→ **Excerpted passage**
On Sat, 7 Jul 2001, Wesley Griffin wrote:

> * Dan Massey <masseyd@isi.edu> [07/06/01 16:29]:
> > On Friday, July 06, 2001 at 03:58PM, Wesley Griffin wrote:
> > | So I've been working on modifying the OpenSSH client to lookup host keys
> > | via DNS and I've run into an issue with the KEY record and
> > | protocol/algorithm octects.
> > |
> > | I thought that perhaps the way to proceed would be to request 2 protocol
> > | values from IANA: an SSHv1 protocol value and SSHv2 protocol value. But
> > | I'm wondering if since it is still the SSH protocol, just a different
> > | version, whether this is the appropriate method.
>
> > Right now, at worst, you get two RSA keys for ssh.  Try the first RSA
> > key and if matches the key presented by the host then you are done.
> > Otherwise try the second RSA key.
>
> One of the actions of the client is to detect when a host key has
> changed, and print out an appropriate warning message. As an example,
> let's say there is a server that has a v1 RSA key in DNS and the
> administrator has just upgraded the server and created a v2 RSA key and
> added it to DNS as well.
>
> The client, which is using a caching nameserver, connects to the server,
> and uses the v2 protocol. When the client requests the keys from DNS, it
> gets back the cached answer and tries to compare the only RSA key in
> DNS.

→ **The tasks**
[1] In the SSH host key message, what are the words between "On Sat, 7 Jul" and "the appropriate method.", inclusive? Echo them verbatim.
[2] Answer these about the SSH host key message:
(a) What email address is given for Dan Massey?
(b) From which body did Wesley Griffin consider requesting two protocol values?
(c) In the example, what kind of nameserver is the client using?

→ **Listed records**
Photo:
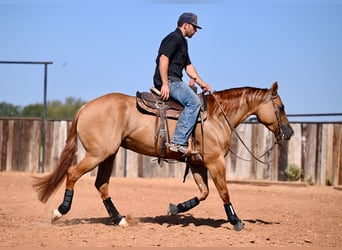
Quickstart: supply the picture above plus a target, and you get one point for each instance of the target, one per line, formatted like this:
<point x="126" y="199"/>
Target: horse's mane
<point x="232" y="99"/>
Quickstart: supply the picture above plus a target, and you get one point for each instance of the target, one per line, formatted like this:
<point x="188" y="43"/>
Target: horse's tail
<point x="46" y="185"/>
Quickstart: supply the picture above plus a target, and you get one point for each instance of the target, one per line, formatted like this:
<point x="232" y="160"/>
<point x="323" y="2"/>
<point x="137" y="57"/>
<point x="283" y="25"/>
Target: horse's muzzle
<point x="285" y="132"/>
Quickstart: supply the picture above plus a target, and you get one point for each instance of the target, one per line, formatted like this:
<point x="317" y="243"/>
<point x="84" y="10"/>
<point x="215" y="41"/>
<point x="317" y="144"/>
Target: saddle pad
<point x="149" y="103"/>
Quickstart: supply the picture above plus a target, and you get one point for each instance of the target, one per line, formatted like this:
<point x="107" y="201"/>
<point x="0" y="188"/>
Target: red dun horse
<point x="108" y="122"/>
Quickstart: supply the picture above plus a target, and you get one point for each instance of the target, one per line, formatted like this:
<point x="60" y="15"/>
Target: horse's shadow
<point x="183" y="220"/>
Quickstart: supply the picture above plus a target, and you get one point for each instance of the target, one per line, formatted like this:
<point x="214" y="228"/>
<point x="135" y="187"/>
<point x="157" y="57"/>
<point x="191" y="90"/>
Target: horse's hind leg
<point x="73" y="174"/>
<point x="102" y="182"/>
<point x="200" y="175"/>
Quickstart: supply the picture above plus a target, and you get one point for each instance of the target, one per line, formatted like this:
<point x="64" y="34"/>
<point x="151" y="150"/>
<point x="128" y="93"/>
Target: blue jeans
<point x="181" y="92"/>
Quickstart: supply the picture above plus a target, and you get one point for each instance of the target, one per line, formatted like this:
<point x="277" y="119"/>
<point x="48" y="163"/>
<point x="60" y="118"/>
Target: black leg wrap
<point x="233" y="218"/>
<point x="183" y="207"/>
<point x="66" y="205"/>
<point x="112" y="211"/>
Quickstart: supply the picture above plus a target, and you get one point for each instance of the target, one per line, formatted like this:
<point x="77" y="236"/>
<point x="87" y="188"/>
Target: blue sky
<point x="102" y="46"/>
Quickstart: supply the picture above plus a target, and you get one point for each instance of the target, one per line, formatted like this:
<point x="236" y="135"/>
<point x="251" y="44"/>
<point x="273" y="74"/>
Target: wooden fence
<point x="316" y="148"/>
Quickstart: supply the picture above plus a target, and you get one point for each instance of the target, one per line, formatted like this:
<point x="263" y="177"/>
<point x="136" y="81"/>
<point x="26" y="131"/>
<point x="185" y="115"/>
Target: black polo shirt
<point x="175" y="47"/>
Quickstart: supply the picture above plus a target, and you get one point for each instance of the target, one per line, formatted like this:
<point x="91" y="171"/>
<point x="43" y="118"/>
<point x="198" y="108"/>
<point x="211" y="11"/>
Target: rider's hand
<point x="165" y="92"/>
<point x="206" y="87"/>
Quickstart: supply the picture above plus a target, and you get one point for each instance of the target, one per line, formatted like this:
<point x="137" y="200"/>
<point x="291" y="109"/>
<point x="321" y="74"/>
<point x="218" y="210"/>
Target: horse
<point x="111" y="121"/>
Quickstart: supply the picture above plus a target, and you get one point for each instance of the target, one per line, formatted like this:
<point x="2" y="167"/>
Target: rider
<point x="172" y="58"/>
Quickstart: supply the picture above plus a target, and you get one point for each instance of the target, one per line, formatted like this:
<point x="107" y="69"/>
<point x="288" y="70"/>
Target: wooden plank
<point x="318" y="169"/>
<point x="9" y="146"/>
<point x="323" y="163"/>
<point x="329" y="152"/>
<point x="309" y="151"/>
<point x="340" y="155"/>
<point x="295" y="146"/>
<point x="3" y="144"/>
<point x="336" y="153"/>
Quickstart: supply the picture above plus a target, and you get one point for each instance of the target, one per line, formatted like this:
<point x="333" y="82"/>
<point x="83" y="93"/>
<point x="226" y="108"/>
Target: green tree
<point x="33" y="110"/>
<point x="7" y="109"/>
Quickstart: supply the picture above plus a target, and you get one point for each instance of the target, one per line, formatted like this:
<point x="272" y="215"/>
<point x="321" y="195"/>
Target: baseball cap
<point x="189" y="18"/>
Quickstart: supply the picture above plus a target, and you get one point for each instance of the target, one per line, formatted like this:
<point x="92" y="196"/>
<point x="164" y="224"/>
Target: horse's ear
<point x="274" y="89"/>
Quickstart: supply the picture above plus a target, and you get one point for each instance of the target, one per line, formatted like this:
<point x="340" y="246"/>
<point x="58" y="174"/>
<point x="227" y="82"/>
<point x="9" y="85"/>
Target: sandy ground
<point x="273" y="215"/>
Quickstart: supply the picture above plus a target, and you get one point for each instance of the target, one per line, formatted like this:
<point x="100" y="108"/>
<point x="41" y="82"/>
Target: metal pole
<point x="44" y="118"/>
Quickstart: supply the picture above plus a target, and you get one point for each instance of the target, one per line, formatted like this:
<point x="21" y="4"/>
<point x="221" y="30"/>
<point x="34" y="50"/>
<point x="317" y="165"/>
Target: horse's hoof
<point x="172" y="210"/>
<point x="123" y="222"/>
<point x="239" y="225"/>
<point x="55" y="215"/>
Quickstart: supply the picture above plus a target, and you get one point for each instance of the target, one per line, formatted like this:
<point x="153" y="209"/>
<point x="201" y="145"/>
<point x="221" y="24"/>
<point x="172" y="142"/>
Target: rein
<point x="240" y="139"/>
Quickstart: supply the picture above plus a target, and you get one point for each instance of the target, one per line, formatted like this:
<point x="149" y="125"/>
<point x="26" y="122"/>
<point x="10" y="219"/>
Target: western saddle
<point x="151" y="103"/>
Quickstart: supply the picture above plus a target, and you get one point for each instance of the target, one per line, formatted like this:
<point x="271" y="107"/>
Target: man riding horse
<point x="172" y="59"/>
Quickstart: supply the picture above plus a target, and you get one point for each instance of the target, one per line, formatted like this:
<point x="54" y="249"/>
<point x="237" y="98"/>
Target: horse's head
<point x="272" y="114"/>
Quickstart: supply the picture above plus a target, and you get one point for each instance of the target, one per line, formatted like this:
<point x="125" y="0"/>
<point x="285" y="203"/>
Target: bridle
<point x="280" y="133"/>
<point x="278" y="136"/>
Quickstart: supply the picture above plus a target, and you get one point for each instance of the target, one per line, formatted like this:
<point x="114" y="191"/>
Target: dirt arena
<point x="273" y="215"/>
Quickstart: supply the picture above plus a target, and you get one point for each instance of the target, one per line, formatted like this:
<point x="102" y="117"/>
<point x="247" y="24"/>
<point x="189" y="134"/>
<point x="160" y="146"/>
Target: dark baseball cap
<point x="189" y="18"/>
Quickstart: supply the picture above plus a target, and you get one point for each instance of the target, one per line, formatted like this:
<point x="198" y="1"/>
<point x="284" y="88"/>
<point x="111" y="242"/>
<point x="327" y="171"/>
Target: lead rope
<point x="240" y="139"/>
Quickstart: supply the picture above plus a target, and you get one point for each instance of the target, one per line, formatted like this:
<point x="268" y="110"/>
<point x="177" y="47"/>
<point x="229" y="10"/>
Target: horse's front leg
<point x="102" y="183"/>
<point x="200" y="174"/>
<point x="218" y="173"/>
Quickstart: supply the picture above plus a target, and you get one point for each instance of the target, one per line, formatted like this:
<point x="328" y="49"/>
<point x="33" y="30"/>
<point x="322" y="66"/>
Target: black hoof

→ **Exercise responses**
[1]
On Sat, 7 Jul 2001, Wesley Griffin wrote:

> * Dan Massey <masseyd@isi.edu> [07/06/01 16:29]:
> > On Friday, July 06, 2001 at 03:58PM, Wesley Griffin wrote:
> > | So I've been working on modifying the OpenSSH client to lookup host keys
> > | via DNS and I've run into an issue with the KEY record and
> > | protocol/algorithm octects.
> > |
> > | I thought that perhaps the way to proceed would be to request 2 protocol
> > | values from IANA: an SSHv1 protocol value and SSHv2 protocol value. But
> > | I'm wondering if since it is still the SSH protocol, just a different
> > | version, whether this is the appropriate method.

[2]
(a) masseyd@isi.edu
(b) IANA
(c) A caching nameserver